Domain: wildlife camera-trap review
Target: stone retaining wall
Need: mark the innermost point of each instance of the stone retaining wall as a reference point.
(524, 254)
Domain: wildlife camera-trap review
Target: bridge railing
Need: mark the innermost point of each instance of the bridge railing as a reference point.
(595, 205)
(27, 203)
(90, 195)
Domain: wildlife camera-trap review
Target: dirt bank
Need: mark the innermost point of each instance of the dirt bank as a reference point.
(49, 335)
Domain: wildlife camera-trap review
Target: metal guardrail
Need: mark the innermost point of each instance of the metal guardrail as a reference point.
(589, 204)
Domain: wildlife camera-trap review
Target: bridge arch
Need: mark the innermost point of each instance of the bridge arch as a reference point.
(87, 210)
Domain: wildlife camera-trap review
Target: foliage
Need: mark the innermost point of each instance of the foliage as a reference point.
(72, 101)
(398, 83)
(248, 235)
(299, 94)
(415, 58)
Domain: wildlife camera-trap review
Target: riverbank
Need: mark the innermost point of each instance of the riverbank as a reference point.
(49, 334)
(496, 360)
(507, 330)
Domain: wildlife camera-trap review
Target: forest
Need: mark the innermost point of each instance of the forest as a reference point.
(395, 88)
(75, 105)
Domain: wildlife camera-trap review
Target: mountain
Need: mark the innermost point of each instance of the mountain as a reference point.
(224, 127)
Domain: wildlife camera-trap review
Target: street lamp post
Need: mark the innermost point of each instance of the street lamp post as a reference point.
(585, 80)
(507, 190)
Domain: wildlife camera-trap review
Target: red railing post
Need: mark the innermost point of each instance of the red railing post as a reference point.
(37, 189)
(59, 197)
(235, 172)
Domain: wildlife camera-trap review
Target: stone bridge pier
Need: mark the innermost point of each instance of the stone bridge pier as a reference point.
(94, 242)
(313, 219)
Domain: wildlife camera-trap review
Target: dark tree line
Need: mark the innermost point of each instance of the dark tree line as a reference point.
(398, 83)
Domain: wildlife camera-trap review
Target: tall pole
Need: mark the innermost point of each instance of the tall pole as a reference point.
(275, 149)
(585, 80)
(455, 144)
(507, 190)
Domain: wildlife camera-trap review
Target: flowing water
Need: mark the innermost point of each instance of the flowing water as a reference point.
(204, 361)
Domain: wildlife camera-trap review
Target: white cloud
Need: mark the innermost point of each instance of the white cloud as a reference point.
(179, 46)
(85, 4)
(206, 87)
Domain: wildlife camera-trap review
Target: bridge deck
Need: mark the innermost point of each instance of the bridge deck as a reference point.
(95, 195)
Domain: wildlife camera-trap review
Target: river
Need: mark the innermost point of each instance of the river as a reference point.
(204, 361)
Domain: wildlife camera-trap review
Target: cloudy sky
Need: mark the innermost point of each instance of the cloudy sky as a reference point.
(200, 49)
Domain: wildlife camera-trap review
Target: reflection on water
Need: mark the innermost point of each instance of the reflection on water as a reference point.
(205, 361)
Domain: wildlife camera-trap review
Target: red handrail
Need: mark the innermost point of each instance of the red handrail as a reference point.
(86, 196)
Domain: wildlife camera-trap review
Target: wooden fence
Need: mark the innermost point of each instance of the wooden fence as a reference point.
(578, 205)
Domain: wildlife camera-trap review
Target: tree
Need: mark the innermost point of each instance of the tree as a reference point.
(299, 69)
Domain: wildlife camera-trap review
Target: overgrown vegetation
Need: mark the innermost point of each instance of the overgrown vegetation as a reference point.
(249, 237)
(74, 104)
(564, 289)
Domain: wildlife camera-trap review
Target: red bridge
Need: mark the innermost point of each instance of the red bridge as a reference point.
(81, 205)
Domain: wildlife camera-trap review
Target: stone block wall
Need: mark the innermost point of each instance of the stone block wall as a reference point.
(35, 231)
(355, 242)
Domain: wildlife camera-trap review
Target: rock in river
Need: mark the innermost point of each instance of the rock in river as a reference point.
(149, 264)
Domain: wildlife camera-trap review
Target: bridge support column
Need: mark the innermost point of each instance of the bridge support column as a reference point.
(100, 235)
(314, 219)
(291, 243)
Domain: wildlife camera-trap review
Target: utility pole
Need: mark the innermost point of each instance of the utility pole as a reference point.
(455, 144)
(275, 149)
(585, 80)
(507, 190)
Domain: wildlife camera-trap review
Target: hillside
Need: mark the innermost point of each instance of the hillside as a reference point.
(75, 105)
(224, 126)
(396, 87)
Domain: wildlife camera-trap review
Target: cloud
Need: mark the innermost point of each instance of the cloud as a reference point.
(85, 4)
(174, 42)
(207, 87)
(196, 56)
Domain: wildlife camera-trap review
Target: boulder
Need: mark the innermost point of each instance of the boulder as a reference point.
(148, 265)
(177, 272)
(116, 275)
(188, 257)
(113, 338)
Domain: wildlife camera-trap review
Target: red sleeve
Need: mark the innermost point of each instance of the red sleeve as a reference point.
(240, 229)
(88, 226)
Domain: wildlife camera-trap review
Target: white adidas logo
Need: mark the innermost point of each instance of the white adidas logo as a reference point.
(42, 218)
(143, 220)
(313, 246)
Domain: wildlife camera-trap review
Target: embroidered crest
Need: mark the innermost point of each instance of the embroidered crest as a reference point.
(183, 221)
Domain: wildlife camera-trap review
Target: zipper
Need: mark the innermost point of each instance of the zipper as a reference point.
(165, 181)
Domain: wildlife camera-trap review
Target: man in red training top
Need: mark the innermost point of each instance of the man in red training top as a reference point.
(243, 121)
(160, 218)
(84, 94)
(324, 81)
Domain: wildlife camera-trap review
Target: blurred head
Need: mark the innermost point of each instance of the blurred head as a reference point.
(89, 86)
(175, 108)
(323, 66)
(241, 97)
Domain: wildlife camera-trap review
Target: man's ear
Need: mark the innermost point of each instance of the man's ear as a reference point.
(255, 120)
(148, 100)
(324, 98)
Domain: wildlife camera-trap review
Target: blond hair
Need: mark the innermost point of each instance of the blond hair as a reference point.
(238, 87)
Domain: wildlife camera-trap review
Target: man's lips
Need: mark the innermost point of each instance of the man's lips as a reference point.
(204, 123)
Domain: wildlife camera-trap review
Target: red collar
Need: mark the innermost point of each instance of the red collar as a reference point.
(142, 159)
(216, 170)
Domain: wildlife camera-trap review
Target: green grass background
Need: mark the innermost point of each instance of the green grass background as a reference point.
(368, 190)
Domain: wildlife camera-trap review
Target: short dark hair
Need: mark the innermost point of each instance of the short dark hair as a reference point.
···
*What is needed*:
Keep only the lines of the data above that contain the string "dirt", treating case as significant, and copy each one out unchanged.

*Exercise result*:
Target: dirt bank
Need: mark the innermost point of each instance of the dirt bank as a reference point.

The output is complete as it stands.